───── SOURCE EXCERPT ─────

Iverglas: Now, hands up everybody who agrees with the political philosophy of Huey P. Newton ... or has a clue what it was ... . How about: hands up anybody who lives by it, or does anything at all to advance the struggle of African-Americans "for democracy and freedom".

I'm not intimately familiar with the political philosophy of Newton and the Panthers, but I do know a little bit about it.

As for "living by it" or doing things to "advance the struggle of African-Americans", I'm not sure how to do that.

Iverglas: And then, hands up anybody who is exploiting the struggle of African-Americans "for democracy and freedom" for no other reason but to advance their own interests (or maybe for the chance to say "Negroes with guns" a few times) ... .

The pleasurable aspect of repeating the phrase "Negroes with guns" is lost on me. And I hope that I'm not exploiting the black struggle if I say that it seems perfectly reasonable for blacks to want to defend themselves with guns, and equally reasonable for blacks and non-blacks to agree on gun-rights issues.

─────

(GIVEN EXERCISE A):
Report how many lines of the records contain the string "pepper". Give only the number.
The forum excerpt and the records come from unrelated sources.

───── MATERIAL FOR THE TASK ─────

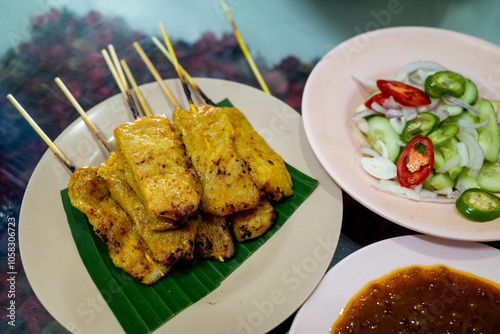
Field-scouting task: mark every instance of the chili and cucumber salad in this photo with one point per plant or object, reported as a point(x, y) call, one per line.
point(429, 136)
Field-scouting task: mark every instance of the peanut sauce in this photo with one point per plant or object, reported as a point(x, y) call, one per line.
point(419, 299)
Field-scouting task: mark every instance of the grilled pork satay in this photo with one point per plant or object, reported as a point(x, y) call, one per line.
point(213, 238)
point(209, 142)
point(89, 194)
point(165, 247)
point(267, 168)
point(253, 223)
point(160, 167)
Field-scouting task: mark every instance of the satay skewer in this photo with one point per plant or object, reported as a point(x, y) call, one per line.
point(82, 113)
point(116, 63)
point(187, 92)
point(42, 134)
point(193, 84)
point(136, 89)
point(244, 49)
point(114, 72)
point(155, 74)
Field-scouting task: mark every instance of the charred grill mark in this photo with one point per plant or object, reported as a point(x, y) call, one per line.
point(245, 234)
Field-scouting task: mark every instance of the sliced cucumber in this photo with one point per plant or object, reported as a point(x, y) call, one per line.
point(441, 181)
point(379, 128)
point(488, 134)
point(449, 150)
point(452, 110)
point(489, 177)
point(464, 181)
point(470, 94)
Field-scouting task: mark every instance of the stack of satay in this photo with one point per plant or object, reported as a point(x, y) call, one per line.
point(176, 190)
point(173, 191)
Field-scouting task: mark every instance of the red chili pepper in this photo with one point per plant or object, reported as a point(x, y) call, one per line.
point(415, 162)
point(378, 98)
point(403, 94)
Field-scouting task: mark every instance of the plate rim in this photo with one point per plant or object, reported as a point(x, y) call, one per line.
point(238, 87)
point(391, 246)
point(309, 108)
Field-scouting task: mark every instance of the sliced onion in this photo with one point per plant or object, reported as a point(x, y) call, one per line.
point(363, 113)
point(455, 161)
point(385, 153)
point(393, 188)
point(369, 84)
point(453, 101)
point(370, 151)
point(421, 64)
point(409, 113)
point(379, 167)
point(475, 126)
point(363, 125)
point(394, 113)
point(445, 191)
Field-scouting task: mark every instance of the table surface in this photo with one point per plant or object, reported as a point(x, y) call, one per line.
point(42, 40)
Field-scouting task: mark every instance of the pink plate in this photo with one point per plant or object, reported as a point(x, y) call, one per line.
point(331, 96)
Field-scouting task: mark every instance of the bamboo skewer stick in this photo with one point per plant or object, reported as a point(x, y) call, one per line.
point(82, 113)
point(137, 92)
point(114, 72)
point(133, 106)
point(155, 74)
point(186, 75)
point(119, 69)
point(177, 68)
point(244, 49)
point(42, 134)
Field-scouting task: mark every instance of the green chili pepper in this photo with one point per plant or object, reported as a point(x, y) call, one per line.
point(443, 133)
point(478, 205)
point(445, 83)
point(421, 125)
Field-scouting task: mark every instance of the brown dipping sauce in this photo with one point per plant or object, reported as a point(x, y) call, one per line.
point(420, 299)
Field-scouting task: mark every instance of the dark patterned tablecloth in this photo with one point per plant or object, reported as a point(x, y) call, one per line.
point(63, 44)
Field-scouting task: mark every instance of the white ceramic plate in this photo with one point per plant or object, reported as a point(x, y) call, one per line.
point(258, 296)
point(331, 95)
point(351, 274)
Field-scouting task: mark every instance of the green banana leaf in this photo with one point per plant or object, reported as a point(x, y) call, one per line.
point(142, 309)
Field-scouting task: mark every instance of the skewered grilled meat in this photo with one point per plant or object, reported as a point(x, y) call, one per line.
point(165, 247)
point(160, 167)
point(213, 238)
point(253, 223)
point(267, 168)
point(89, 194)
point(209, 141)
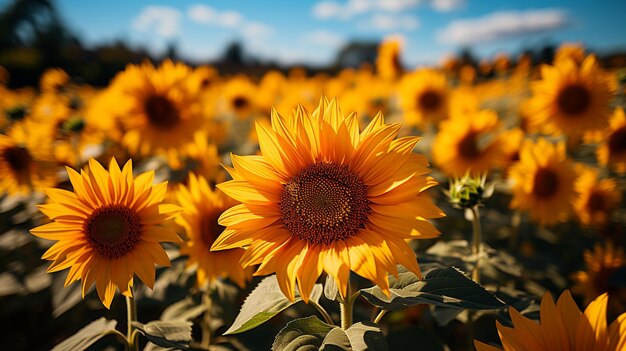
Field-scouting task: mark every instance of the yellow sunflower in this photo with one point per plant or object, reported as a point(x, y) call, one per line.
point(467, 143)
point(563, 327)
point(108, 229)
point(201, 210)
point(572, 99)
point(158, 108)
point(543, 181)
point(424, 97)
point(388, 62)
point(595, 198)
point(25, 160)
point(604, 261)
point(613, 149)
point(323, 196)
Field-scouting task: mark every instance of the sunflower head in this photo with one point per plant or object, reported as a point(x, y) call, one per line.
point(572, 99)
point(562, 327)
point(543, 181)
point(325, 196)
point(108, 229)
point(201, 209)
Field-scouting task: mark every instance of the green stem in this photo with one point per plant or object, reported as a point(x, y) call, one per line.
point(345, 308)
point(323, 312)
point(206, 322)
point(380, 316)
point(476, 241)
point(131, 309)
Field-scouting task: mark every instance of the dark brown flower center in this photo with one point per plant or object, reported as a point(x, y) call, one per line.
point(617, 141)
point(324, 203)
point(574, 100)
point(468, 146)
point(18, 158)
point(161, 112)
point(113, 230)
point(209, 228)
point(546, 183)
point(596, 202)
point(429, 100)
point(240, 102)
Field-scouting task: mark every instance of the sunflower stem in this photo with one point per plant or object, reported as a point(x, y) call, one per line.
point(323, 312)
point(206, 322)
point(345, 308)
point(131, 309)
point(476, 241)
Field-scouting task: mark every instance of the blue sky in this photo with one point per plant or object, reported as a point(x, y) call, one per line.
point(311, 31)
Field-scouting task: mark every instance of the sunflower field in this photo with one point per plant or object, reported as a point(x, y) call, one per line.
point(450, 207)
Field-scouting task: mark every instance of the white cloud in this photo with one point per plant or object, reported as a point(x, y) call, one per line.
point(209, 16)
point(324, 38)
point(162, 19)
point(387, 22)
point(447, 5)
point(351, 8)
point(501, 25)
point(257, 30)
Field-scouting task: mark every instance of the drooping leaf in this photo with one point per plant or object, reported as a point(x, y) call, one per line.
point(88, 335)
point(441, 286)
point(302, 334)
point(366, 336)
point(167, 334)
point(263, 303)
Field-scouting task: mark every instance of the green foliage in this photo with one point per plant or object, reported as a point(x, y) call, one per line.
point(266, 301)
point(441, 286)
point(88, 335)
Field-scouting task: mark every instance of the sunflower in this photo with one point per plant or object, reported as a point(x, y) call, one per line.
point(424, 97)
point(108, 229)
point(323, 196)
point(602, 263)
point(543, 181)
point(466, 143)
point(572, 99)
point(613, 149)
point(202, 208)
point(388, 62)
point(595, 198)
point(158, 108)
point(25, 160)
point(563, 327)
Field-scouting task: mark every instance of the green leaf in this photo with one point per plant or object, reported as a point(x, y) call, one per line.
point(336, 340)
point(302, 334)
point(442, 286)
point(418, 338)
point(85, 337)
point(331, 291)
point(167, 334)
point(183, 310)
point(366, 336)
point(263, 303)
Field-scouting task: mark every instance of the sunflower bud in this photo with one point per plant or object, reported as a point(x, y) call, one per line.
point(469, 191)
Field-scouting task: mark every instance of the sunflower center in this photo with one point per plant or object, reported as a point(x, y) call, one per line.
point(113, 230)
point(596, 202)
point(18, 159)
point(161, 112)
point(546, 183)
point(240, 102)
point(429, 100)
point(324, 203)
point(617, 141)
point(209, 228)
point(468, 147)
point(574, 100)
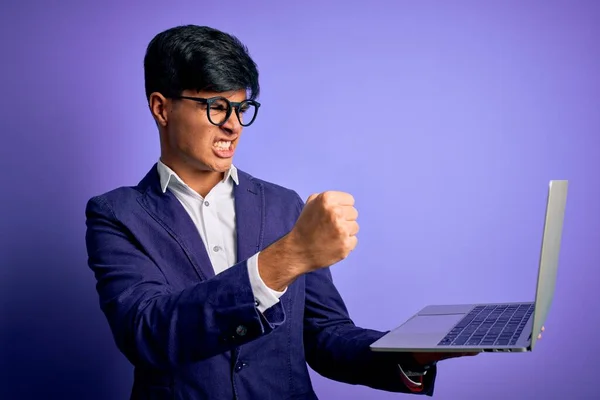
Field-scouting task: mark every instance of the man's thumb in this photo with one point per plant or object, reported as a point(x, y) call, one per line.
point(312, 197)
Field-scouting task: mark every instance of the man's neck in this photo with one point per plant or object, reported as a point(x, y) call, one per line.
point(202, 182)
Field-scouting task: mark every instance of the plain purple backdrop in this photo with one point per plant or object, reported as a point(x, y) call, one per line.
point(445, 120)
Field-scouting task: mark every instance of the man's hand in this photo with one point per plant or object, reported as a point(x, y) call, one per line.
point(428, 358)
point(324, 234)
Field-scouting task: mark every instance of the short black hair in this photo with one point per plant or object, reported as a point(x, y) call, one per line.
point(191, 57)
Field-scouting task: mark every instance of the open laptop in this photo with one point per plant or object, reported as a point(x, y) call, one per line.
point(503, 327)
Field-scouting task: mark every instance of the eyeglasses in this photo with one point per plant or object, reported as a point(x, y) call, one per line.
point(218, 109)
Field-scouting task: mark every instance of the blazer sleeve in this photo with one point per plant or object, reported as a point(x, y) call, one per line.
point(152, 323)
point(338, 349)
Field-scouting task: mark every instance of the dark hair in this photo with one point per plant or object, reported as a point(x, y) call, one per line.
point(198, 58)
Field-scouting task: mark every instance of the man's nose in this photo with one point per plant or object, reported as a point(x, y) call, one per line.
point(232, 125)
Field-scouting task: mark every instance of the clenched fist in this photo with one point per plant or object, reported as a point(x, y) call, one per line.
point(325, 232)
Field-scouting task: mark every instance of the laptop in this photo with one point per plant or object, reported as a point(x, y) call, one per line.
point(501, 327)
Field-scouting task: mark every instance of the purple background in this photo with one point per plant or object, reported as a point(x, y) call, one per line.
point(445, 120)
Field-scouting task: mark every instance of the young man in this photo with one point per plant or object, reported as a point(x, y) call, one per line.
point(215, 283)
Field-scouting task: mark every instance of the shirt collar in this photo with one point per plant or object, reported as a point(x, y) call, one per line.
point(169, 177)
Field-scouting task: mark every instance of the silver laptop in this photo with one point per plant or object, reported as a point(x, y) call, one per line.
point(505, 327)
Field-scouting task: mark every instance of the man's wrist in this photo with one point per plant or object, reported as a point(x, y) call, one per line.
point(280, 264)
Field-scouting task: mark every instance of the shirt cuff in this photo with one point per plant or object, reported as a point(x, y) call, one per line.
point(264, 296)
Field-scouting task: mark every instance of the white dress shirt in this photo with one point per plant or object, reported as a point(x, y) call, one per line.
point(214, 217)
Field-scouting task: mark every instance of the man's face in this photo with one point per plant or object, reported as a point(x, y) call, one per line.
point(191, 141)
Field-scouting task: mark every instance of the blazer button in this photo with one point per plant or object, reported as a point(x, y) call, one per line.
point(240, 366)
point(241, 330)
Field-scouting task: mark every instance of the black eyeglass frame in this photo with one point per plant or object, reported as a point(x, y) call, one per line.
point(231, 106)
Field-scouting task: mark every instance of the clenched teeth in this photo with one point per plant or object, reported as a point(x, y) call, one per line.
point(222, 145)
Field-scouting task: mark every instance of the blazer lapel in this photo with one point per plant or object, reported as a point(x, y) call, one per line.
point(249, 215)
point(170, 214)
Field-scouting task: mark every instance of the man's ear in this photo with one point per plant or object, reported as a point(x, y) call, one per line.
point(158, 107)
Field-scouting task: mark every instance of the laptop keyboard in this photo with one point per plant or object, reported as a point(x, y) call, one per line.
point(490, 325)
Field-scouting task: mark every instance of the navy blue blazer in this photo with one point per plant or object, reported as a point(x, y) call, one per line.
point(192, 335)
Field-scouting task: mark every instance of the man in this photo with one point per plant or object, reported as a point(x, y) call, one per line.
point(215, 283)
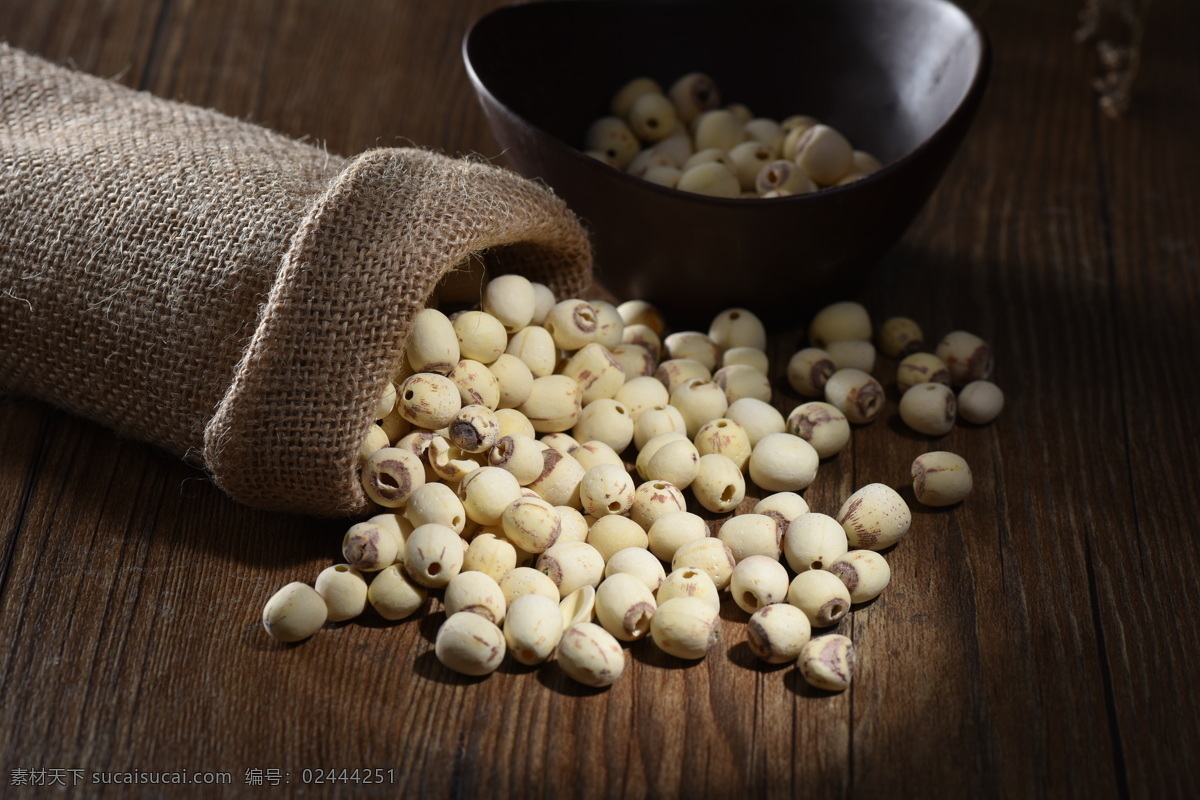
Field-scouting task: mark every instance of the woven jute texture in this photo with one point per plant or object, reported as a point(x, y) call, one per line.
point(234, 296)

─────

(GIVEN EXERCISE B):
Condense the paragraph of the forum excerpt that begins "The pleasurable aspect" into a shorter version that keeps its main points.

(EXPECTED ANSWER A):
2

(EXPECTED ANSWER B):
The writer sees no pleasure in repeating "Negroes with guns." The writer hopes that saying so isn't exploiting the black struggle: it seems perfectly reasonable for blacks to want to defend themselves with guns, and equally reasonable for blacks and non-blacks to agree on gun-rights issues.